%%
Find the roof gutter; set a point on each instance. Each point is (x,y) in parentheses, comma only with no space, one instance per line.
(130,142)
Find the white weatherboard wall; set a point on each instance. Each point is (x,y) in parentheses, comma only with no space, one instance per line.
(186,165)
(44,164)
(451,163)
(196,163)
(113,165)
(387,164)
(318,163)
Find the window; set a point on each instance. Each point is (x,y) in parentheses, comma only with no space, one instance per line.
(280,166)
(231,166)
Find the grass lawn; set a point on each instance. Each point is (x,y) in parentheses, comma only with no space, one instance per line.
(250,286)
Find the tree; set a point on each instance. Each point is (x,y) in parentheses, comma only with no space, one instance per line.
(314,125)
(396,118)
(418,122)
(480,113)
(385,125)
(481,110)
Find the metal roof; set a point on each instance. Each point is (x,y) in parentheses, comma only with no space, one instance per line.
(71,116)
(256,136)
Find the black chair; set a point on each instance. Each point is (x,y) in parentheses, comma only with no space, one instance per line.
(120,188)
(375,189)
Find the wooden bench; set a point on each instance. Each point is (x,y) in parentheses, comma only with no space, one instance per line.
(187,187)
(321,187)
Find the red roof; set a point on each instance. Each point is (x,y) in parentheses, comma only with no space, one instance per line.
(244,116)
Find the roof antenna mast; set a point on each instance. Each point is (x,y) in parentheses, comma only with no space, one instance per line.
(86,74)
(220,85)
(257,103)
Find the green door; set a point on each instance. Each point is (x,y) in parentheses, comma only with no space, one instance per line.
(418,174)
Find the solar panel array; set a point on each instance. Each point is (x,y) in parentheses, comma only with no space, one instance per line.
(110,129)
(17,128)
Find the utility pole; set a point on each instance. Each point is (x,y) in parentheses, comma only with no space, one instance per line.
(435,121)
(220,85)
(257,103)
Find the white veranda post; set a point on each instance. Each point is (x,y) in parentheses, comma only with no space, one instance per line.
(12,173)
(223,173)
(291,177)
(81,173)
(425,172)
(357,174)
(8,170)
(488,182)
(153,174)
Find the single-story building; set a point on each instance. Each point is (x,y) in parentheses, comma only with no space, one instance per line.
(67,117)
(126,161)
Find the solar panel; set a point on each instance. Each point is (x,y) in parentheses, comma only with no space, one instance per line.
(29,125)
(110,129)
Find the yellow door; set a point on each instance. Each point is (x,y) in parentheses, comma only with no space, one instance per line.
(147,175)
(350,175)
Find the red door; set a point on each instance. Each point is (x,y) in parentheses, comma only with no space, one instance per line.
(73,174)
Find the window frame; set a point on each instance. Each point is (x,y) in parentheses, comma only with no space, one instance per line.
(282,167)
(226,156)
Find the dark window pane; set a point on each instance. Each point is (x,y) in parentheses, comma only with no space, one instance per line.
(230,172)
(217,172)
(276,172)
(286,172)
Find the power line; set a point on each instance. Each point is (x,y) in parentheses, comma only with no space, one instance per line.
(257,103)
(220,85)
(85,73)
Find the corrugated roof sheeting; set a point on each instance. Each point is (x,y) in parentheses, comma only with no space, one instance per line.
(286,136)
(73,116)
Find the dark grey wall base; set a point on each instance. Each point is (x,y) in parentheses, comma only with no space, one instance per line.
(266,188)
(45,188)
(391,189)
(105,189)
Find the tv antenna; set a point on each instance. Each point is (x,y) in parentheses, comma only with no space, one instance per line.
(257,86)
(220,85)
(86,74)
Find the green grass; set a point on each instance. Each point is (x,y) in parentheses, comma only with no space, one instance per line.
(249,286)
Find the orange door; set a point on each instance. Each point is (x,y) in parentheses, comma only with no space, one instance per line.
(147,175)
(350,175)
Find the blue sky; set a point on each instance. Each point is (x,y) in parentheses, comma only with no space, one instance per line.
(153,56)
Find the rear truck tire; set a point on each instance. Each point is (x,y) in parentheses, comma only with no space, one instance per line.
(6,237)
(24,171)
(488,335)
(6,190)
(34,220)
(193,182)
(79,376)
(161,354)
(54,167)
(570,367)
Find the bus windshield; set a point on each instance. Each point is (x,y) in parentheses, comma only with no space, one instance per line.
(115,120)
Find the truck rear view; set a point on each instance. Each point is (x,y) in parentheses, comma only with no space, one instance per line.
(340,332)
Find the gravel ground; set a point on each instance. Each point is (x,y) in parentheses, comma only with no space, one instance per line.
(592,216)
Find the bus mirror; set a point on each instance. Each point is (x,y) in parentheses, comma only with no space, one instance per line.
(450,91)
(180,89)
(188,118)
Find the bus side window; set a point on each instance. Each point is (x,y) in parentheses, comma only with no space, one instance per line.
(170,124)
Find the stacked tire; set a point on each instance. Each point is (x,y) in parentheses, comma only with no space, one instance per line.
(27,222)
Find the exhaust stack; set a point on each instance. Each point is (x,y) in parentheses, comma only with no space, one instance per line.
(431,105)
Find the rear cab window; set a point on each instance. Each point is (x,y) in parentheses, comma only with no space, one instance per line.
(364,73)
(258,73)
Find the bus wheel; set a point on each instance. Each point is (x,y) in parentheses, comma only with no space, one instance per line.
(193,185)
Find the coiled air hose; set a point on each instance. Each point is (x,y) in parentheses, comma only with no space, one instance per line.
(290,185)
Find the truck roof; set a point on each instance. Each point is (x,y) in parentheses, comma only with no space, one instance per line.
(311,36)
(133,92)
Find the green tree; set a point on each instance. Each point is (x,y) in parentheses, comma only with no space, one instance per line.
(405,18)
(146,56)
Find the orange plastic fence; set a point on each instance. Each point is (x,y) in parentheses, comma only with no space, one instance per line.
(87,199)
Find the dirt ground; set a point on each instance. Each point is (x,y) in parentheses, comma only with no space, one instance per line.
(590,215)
%%
» **Problem description**:
Transcribe the material above word for word.

» **Answer**:
Find the roof gutter; set a point on each instance. Each point is (x,y) in parentheses, comma only with no space, one instance per line.
(130,142)
Find the white weatherboard wall; set a point on each instance. Each point is (x,y) in parentheses, comma only with no space, one instance per line.
(186,165)
(44,164)
(451,163)
(196,163)
(113,165)
(387,164)
(318,163)
Find the window; set a point on each instance. Each point is (x,y) in parentheses, comma only with no space, one instance per line.
(280,166)
(231,166)
Find the grass lawn; set a point on each instance. Each point is (x,y) in parentheses, comma only with no space, one instance per line.
(250,286)
Find the tree; set a point on each instance. Each point is (x,y) in parentheses, comma only with no space, one instance per line.
(314,125)
(396,118)
(418,122)
(480,113)
(385,125)
(481,110)
Find the metal roof; set a point on each instance. Each point is (x,y) in parentheses, comma only with no space, one instance per line.
(71,116)
(256,136)
Find the black chair; set a point on each instance. Each point is (x,y) in parentheses, comma only with no space, one instance per line.
(120,188)
(375,189)
Find the wooden bench; set a point on each instance. Each point is (x,y) in parentheses, comma only with no space, one instance per line.
(187,187)
(321,187)
Find the red roof; set a point on each instance. Each point is (x,y) in parentheses, comma only with no space, one instance per line.
(244,116)
Find the roof antenna mast; set a point on each instance. Each point is (x,y) in parentheses, comma only with no space, one instance per line.
(86,74)
(220,85)
(257,103)
Find the green door; set a point on each instance. Each point is (x,y) in parentheses, comma only with no space, one instance per line.
(418,174)
Find the solar panel array; set a point on each instance. Each point is (x,y) in parentheses, comma only with no space, one instance per line.
(110,129)
(17,128)
Find the utility pole; set a point on each instance. Each point is (x,y) in parentheses, comma only with no space, one instance per line.
(435,121)
(220,85)
(257,103)
Find the white veranda post; set a point on each instance. Each point is (x,y) in parentheses, comma only with no space, one instance per line.
(12,173)
(223,173)
(291,177)
(81,173)
(425,172)
(357,174)
(8,170)
(488,182)
(153,174)
Find the single-story building; set a point on each instance. Each point is (x,y) in parentheses, comma only with no space, one instance per line.
(67,117)
(126,161)
Find the solar panel; set a point on each instance. Each point is (x,y) in parentheses, comma only with no space, one instance per line.
(29,125)
(110,129)
Find the yellow door; set a point on each instance. Each point is (x,y) in parentheses, comma only with no space, one instance per line.
(147,175)
(350,175)
Find the red door; set a point on each instance. Each point is (x,y) in parentheses, comma only with no space, one instance per line.
(73,174)
Find the window frame; set a point on each instance. Each point is (x,y) in parentheses, comma only with no space, one instance per line.
(282,167)
(226,156)
Find the dark window pane; set a point on each instance. Each point is (x,y) in parentheses, comma only with no space, one instance per line.
(230,172)
(217,172)
(276,172)
(286,172)
Find the power line; set a point on each instance. Each point is (x,y) in parentheses, comma only with no space, one instance per line.
(257,103)
(220,85)
(85,73)
Find the corrugated roof sheeting; set a point on each instance. Each point is (x,y) in parentheses, comma only with no space, one instance per line.
(286,136)
(73,116)
Find the dark grey wall base; set a point on each instance. Each point is (x,y) in parentheses, comma only with no space, one instance per line.
(266,188)
(45,188)
(391,189)
(105,189)
Find the tv antenna; set a point on each instance. Each point is (x,y) in parentheses, comma only with no space, one instance per line.
(257,86)
(220,85)
(86,74)
Find the green grass; set a point on each instance. Each point is (x,y) in parentheses, comma only with no space, one instance per line.
(249,286)
Find the orange door; set a point on each instance. Each point is (x,y) in parentheses, comma only with no space, one instance per line.
(147,175)
(350,175)
Find the blue sky; set a point on each instance. Each point is (x,y) in parentheses, comma only with no space, one instance per line.
(153,56)
Find the rear truck tire; set a point on each instance. Each point is (x,y) in parentheses, comma only with no space, one instance per line.
(6,237)
(24,171)
(488,335)
(6,190)
(34,220)
(193,182)
(79,376)
(161,354)
(54,167)
(570,367)
Find the bus windshield; set a point on each instance. Each point is (x,y) in parentheses, comma only with no space, one instance per line.
(115,120)
Find the truck rear view; set a point on each instance. Each point is (x,y) in parentheses, comma only with no space, one instance per line.
(340,332)
Find the gravel ground; set a point on each instance. Each point is (x,y) in parentheses, comma only with no space, one instance per line.
(592,216)
Find the bus mirror; set a point on each instance. Each point is (x,y) in parentheses, comma only with no space, one instance per line.
(450,91)
(180,89)
(188,118)
Find the bus side window; set a point on each instance. Each point is (x,y) in parentheses, comma only with no space, one instance per line.
(170,124)
Find the stacked tire; set a point on each instance. Each point is (x,y) in parentheses, comma only with no space, one instance per line.
(27,222)
Find the exhaust stack; set a point on each instance. Each point is (x,y) in parentheses, comma only with no space, one instance per line.
(431,105)
Find the rear cab window; set a point on each instance. Each point is (x,y) in parentheses, comma only with no space, one instance per line.
(364,73)
(258,73)
Find the bus wheel; set a point on each instance. Each point is (x,y) in parentheses, comma only with no space, one instance per line.
(193,185)
Find the coiled air hose; set a point on each instance. Each point is (x,y) in parentheses, comma only with no space, one instance per line.
(290,185)
Find the truck roof; set a point on each instance. Each point is (x,y) in parentheses, comma only with no space, one instance per line.
(311,36)
(133,92)
Find the green tree; set a point on each instance. Each point is (x,y) in parentheses, comma only with no space, one instance per line.
(405,18)
(146,56)
Find the orange plastic fence; set a point on each instance. Each point is (x,y) in parentheses, comma only with no space, one instance per line.
(87,199)
Find the dirt ground; set a point on each instance. Each point is (x,y) in parentheses, comma only with no space, one instance per line.
(590,215)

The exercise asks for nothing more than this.